YOUR OBJECTIVE:
Update the lines beginning with the one that contains "point: player heading" and running through the last line, swapping "player" for "athlete" and keeping everything else the same. Give only those lines.
## Begin ENTRIES SHOWN
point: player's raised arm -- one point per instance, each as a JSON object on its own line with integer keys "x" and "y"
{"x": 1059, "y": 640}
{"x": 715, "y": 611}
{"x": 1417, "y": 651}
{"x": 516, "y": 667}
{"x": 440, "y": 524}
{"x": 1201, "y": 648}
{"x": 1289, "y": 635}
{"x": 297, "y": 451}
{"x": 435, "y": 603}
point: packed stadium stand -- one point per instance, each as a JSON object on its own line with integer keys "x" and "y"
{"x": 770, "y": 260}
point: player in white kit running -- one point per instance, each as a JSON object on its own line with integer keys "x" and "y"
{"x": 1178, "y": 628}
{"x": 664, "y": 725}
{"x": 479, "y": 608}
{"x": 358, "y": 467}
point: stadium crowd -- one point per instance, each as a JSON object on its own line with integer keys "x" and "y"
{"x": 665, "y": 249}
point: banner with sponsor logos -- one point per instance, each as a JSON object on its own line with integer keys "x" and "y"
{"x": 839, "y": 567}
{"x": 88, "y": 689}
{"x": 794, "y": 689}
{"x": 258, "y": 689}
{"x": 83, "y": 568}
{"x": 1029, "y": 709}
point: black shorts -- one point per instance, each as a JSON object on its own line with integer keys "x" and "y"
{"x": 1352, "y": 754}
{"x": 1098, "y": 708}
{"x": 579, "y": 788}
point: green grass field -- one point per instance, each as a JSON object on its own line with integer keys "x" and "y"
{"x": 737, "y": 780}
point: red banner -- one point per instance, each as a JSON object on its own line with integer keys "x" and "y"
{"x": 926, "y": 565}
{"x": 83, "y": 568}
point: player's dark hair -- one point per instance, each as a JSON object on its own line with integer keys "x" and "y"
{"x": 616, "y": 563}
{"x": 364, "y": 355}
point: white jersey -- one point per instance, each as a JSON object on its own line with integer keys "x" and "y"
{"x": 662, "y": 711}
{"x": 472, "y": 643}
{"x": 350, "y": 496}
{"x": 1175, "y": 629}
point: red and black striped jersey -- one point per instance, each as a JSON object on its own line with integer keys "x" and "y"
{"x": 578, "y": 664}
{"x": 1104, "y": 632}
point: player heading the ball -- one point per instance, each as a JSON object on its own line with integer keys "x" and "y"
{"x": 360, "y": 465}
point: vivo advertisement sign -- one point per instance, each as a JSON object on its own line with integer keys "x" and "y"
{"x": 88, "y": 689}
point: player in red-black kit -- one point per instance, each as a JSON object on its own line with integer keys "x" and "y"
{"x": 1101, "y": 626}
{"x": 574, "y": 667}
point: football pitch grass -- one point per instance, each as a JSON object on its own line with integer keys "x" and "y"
## End ENTRIES SHOWN
RESULT OF THE EXERCISE:
point: athlete heading the ball -- one point per instance, each as a JSON object on its own line with integer keys "x" and "y"
{"x": 360, "y": 465}
point: vivo advertisement sign -- one point per instance, each as a JSON object on its own line with integer keys "x" and "y"
{"x": 88, "y": 689}
point: athlete in red-black kit -- one point per instance, each as a JSON object on its own line with integer keys "x" and "y"
{"x": 1101, "y": 626}
{"x": 574, "y": 667}
point: football pitch grass -- one point per instance, each as a JSON object on its own line with integer keys "x" and "y"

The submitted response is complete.